───── Data for this task ─────

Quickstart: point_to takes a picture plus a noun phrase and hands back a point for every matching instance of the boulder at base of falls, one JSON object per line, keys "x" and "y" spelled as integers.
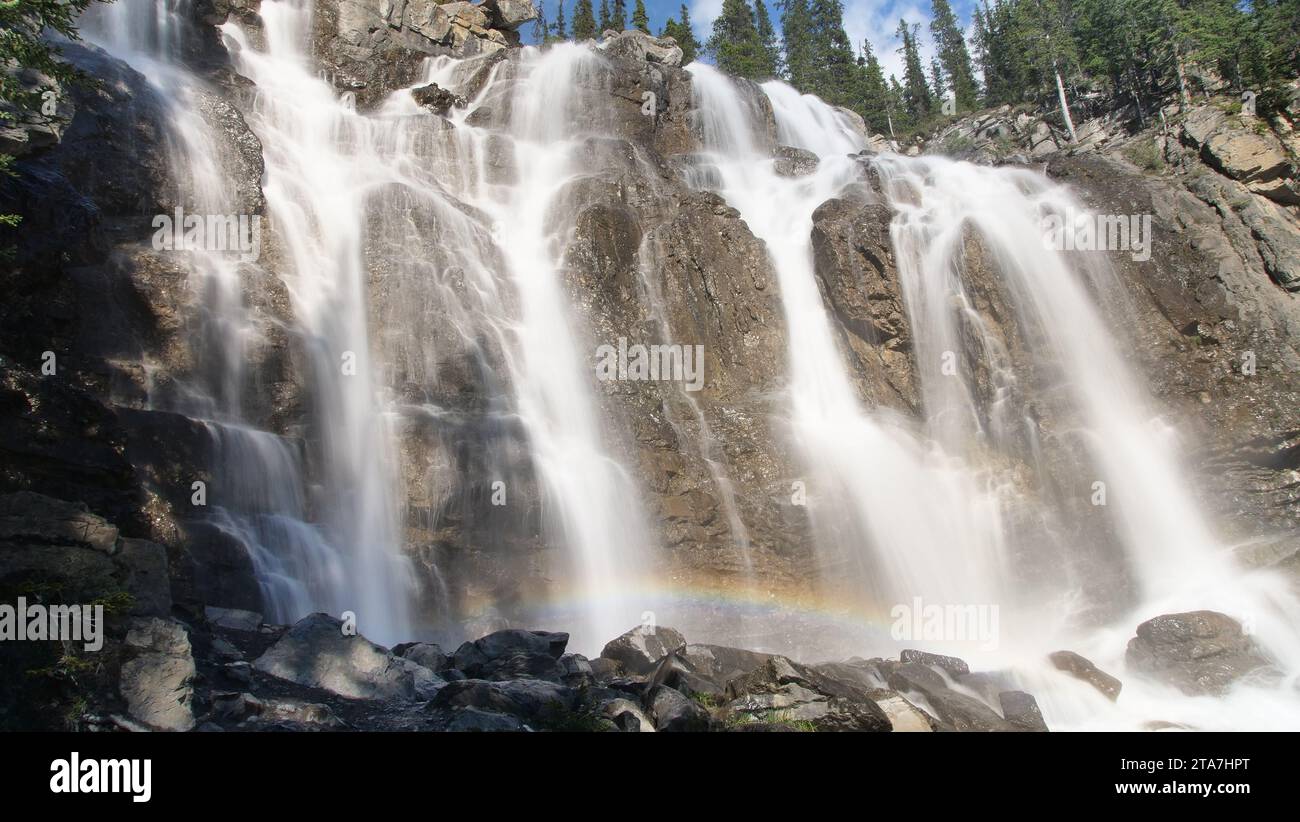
{"x": 1022, "y": 710}
{"x": 641, "y": 648}
{"x": 316, "y": 653}
{"x": 157, "y": 682}
{"x": 794, "y": 161}
{"x": 953, "y": 666}
{"x": 525, "y": 699}
{"x": 514, "y": 653}
{"x": 436, "y": 98}
{"x": 508, "y": 14}
{"x": 784, "y": 692}
{"x": 1199, "y": 652}
{"x": 674, "y": 710}
{"x": 1082, "y": 667}
{"x": 956, "y": 710}
{"x": 641, "y": 47}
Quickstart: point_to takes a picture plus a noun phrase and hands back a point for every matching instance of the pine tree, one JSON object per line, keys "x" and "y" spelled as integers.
{"x": 936, "y": 81}
{"x": 584, "y": 21}
{"x": 833, "y": 76}
{"x": 796, "y": 30}
{"x": 683, "y": 34}
{"x": 953, "y": 55}
{"x": 915, "y": 90}
{"x": 767, "y": 38}
{"x": 735, "y": 43}
{"x": 560, "y": 33}
{"x": 1048, "y": 48}
{"x": 541, "y": 31}
{"x": 872, "y": 92}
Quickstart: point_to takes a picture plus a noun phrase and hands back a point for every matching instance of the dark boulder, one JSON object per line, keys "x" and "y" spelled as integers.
{"x": 1197, "y": 652}
{"x": 641, "y": 648}
{"x": 1082, "y": 667}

─────

**Exercise requirements**.
Give back each line above verbatim, dropping every picture.

**Result**.
Quickstart: point_to takes a picture plus a noun phrase and hands back a point for every matching instance of the boulder at base of falls, one JSON object per line, keys "x" and "y" spelled as integers.
{"x": 1022, "y": 710}
{"x": 641, "y": 648}
{"x": 316, "y": 653}
{"x": 157, "y": 682}
{"x": 794, "y": 161}
{"x": 953, "y": 666}
{"x": 525, "y": 699}
{"x": 514, "y": 653}
{"x": 436, "y": 98}
{"x": 508, "y": 14}
{"x": 784, "y": 692}
{"x": 1199, "y": 652}
{"x": 674, "y": 710}
{"x": 1082, "y": 667}
{"x": 956, "y": 710}
{"x": 641, "y": 47}
Quickstart: point_to takes a picture plus a noun phrase and hands back a point for every matching instance of the pine tree, one JSON object per line, keys "x" and "y" spelled as integers.
{"x": 936, "y": 81}
{"x": 584, "y": 21}
{"x": 833, "y": 76}
{"x": 796, "y": 30}
{"x": 683, "y": 34}
{"x": 953, "y": 55}
{"x": 915, "y": 90}
{"x": 767, "y": 38}
{"x": 735, "y": 43}
{"x": 560, "y": 33}
{"x": 1048, "y": 48}
{"x": 541, "y": 31}
{"x": 872, "y": 92}
Quickstart: point_to takes a picture plus a noun phrase and hands back a point for every matching instance of the dark boulder, one JSON object per line, keys "x" and "y" spelled as integers.
{"x": 1197, "y": 652}
{"x": 641, "y": 648}
{"x": 1082, "y": 667}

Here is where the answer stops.